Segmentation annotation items
════════════════════
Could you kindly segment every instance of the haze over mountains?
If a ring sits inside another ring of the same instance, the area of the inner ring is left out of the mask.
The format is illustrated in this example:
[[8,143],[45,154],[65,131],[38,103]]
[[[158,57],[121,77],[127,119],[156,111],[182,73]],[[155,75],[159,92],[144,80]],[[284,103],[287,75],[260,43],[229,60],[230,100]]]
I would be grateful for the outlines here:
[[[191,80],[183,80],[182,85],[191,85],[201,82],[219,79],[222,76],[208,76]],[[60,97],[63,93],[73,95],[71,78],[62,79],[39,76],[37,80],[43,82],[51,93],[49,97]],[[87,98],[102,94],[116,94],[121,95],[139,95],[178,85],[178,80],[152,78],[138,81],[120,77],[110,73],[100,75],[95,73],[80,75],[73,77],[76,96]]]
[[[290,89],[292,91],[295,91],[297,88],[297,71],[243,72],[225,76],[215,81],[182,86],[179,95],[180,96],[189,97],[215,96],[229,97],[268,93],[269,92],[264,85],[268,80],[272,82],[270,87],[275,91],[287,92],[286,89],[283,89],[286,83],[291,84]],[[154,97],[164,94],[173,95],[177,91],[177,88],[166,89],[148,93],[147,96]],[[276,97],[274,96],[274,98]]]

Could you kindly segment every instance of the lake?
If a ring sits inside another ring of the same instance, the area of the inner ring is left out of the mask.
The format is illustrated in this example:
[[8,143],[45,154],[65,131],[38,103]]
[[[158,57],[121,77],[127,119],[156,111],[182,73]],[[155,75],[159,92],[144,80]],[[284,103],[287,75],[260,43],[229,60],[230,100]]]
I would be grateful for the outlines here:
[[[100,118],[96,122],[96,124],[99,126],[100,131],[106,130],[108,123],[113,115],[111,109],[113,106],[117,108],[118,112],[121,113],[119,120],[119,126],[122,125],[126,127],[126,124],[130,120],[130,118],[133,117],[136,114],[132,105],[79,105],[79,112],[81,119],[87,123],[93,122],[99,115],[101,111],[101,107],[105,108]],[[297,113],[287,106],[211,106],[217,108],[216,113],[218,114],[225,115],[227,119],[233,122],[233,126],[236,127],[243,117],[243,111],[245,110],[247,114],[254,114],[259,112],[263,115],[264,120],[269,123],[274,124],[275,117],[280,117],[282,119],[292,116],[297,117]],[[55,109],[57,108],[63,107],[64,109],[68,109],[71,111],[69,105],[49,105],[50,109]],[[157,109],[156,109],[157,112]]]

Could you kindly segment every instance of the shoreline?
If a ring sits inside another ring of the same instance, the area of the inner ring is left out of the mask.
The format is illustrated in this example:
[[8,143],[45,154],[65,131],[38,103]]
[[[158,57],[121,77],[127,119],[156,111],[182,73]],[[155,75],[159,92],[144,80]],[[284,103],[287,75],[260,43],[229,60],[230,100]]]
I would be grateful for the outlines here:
════════════════════
**What the task requires**
Please render the lines from the one containing "Could you kindly segment every instance of the shoreline?" through the last line of the items above as a numbered list, leaving out any blank lines.

**Result for this exercise**
1. Could you kindly segment every instance of the shoreline?
2. If a ring sits inside another ring of the same instance, the area of the inner ring is left out of the mask.
3. The format is illustrated in this example:
4. [[8,143],[45,154],[65,131],[38,103]]
5. [[[158,57],[121,77],[127,119],[156,111],[182,73]],[[155,75],[159,92],[144,80]],[[284,103],[287,75],[260,43],[229,60],[230,100]]]
6. I would be grateful for the outlines here:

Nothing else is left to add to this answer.